▸ Reading text
******************************
A Floating Point Error That Caused A Damage Worth Half A Billion

If you ever did a little bit of programming, you must be aware of the term: floating point. One of the most neglected and potentially dangerous errors one encounters is the floating point error.

I bet a programmer must have seen the floating point error at least once in his/her life. But how much damage a floating point error can do? Ask that to European Space Agency that lost an effort of over a decade and $500 millions, all thanks to a floating point bug.

The story of Ariane 5:

On 4 June 1996, the maiden flight of the Ariane 5 launcher ended in a failure. Only about 40 seconds after initiation of the flight sequence, at an altitude of about 3700 m, the launcher veered off its flight path, broke up and exploded.

The failure of the Ariane 501 was caused by the complete loss of guidance and attitude information 37 seconds after start of the main engine ignition sequence (30 seconds after lift-off). This loss of information was due to specification and design errors in the software of the inertial reference system.

The internal SRI* software exception was caused during execution of a data conversion from 64-bit floating point to 16-bit signed integer value. The floating point number which was converted had a value greater than what could be represented by a 16-bit signed integer.

So, what exactly happened?

A 64-bit floating point number relating to the horizontal velocity of the rocket with respect to the platform was converted to a 16 bit signed integer. The number was larger than 32,767, the largest integer storable in a 16 bit signed integer, and thus the conversion failed.
******************************
▸ Excerpted data
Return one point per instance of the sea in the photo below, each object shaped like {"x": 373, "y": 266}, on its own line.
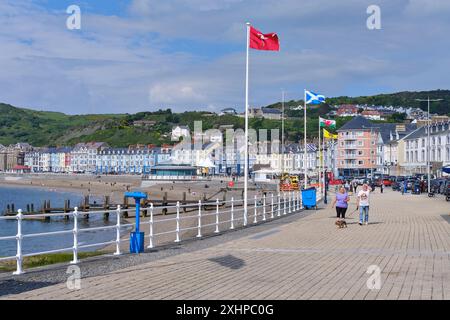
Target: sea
{"x": 21, "y": 196}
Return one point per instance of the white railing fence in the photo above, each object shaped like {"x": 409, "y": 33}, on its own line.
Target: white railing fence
{"x": 209, "y": 217}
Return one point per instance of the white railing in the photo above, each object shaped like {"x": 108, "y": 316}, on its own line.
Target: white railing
{"x": 221, "y": 215}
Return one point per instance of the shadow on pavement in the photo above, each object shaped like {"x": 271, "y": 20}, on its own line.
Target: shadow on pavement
{"x": 229, "y": 261}
{"x": 15, "y": 287}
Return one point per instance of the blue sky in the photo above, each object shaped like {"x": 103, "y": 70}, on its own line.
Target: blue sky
{"x": 142, "y": 55}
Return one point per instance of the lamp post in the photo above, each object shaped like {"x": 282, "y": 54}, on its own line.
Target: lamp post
{"x": 428, "y": 139}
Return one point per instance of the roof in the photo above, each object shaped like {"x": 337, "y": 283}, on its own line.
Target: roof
{"x": 174, "y": 167}
{"x": 421, "y": 132}
{"x": 357, "y": 123}
{"x": 19, "y": 167}
{"x": 181, "y": 127}
{"x": 385, "y": 129}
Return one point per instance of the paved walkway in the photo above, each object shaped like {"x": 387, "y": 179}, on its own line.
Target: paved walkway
{"x": 408, "y": 239}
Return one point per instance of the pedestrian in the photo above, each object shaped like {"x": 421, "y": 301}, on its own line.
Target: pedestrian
{"x": 363, "y": 205}
{"x": 347, "y": 186}
{"x": 341, "y": 203}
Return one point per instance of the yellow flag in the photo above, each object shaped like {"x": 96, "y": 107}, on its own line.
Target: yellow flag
{"x": 328, "y": 135}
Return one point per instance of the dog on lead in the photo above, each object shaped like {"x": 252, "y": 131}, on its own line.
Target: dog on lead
{"x": 341, "y": 224}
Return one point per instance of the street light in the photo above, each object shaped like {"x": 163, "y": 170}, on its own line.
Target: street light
{"x": 428, "y": 139}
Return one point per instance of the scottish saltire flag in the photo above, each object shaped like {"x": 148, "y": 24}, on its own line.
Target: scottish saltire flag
{"x": 314, "y": 98}
{"x": 325, "y": 123}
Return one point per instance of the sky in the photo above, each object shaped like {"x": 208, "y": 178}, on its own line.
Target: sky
{"x": 145, "y": 55}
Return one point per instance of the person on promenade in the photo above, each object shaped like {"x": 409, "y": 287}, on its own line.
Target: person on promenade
{"x": 341, "y": 202}
{"x": 363, "y": 205}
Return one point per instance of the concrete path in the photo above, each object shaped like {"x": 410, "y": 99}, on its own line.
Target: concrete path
{"x": 408, "y": 239}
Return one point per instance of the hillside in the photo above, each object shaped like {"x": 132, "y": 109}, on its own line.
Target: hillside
{"x": 41, "y": 128}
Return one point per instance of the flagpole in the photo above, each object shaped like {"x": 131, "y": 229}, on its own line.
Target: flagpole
{"x": 282, "y": 132}
{"x": 306, "y": 170}
{"x": 246, "y": 128}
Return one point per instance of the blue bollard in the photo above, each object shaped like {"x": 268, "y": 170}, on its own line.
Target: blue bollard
{"x": 137, "y": 237}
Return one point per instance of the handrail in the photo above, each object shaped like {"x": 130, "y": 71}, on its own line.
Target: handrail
{"x": 259, "y": 209}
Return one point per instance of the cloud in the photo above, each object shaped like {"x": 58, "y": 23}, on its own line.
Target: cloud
{"x": 191, "y": 54}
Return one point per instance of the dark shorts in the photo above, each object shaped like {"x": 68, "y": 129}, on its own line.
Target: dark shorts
{"x": 340, "y": 212}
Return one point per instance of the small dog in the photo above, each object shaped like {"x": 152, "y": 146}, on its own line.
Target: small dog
{"x": 341, "y": 224}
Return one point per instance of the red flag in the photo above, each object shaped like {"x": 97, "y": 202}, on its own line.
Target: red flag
{"x": 260, "y": 41}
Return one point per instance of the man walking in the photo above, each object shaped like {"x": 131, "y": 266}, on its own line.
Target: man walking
{"x": 363, "y": 205}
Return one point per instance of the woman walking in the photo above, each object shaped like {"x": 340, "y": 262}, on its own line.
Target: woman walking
{"x": 341, "y": 203}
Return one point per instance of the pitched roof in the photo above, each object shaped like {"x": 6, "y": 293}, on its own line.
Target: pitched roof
{"x": 357, "y": 123}
{"x": 270, "y": 110}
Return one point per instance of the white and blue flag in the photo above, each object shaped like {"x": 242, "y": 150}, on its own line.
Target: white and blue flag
{"x": 314, "y": 98}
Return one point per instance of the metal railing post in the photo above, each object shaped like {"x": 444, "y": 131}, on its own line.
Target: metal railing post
{"x": 75, "y": 236}
{"x": 232, "y": 213}
{"x": 271, "y": 214}
{"x": 19, "y": 238}
{"x": 245, "y": 212}
{"x": 118, "y": 211}
{"x": 279, "y": 205}
{"x": 255, "y": 219}
{"x": 264, "y": 207}
{"x": 178, "y": 222}
{"x": 150, "y": 245}
{"x": 217, "y": 216}
{"x": 199, "y": 234}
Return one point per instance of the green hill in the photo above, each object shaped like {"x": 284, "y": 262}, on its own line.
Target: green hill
{"x": 41, "y": 128}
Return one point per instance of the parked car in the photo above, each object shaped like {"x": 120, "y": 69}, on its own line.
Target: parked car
{"x": 387, "y": 182}
{"x": 410, "y": 183}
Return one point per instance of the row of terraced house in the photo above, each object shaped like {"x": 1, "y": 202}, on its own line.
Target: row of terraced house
{"x": 393, "y": 149}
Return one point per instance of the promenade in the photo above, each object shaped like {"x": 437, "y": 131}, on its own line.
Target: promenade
{"x": 408, "y": 238}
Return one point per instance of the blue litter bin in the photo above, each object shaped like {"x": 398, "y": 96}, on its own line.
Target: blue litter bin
{"x": 137, "y": 237}
{"x": 309, "y": 198}
{"x": 137, "y": 242}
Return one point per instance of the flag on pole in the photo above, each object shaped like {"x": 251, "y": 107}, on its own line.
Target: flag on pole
{"x": 328, "y": 135}
{"x": 314, "y": 98}
{"x": 260, "y": 41}
{"x": 325, "y": 123}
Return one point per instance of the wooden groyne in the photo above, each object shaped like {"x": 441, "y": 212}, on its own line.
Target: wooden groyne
{"x": 160, "y": 205}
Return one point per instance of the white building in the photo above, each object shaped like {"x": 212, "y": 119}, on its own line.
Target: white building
{"x": 84, "y": 156}
{"x": 414, "y": 156}
{"x": 180, "y": 131}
******************************
▸ To do
Reproduce the full article about the Ariane 5 floating point error word for word, from its title through its last sentence.

▸ Your solution
A Floating Point Error That Caused A Damage Worth Half A Billion

If you ever did a little bit of programming, you must be aware of the term: floating point. One of the most neglected and potentially dangerous errors one encounters is the floating point error.

I bet a programmer must have seen the floating point error at least once in his/her life. But how much damage a floating point error can do? Ask that to European Space Agency that lost an effort of over a decade and $500 millions, all thanks to a floating point bug.

The story of Ariane 5:

On 4 June 1996, the maiden flight of the Ariane 5 launcher ended in a failure. Only about 40 seconds after initiation of the flight sequence, at an altitude of about 3700 m, the launcher veered off its flight path, broke up and exploded.

The failure of the Ariane 501 was caused by the complete loss of guidance and attitude information 37 seconds after start of the main engine ignition sequence (30 seconds after lift-off). This loss of information was due to specification and design errors in the software of the inertial reference system.

The internal SRI* software exception was caused during execution of a data conversion from 64-bit floating point to 16-bit signed integer value. The floating point number which was converted had a value greater than what could be represented by a 16-bit signed integer.

So, what exactly happened?

A 64-bit floating point number relating to the horizontal velocity of the rocket with respect to the platform was converted to a 16 bit signed integer. The number was larger than 32,767, the largest integer storable in a 16 bit signed integer, and thus the conversion failed.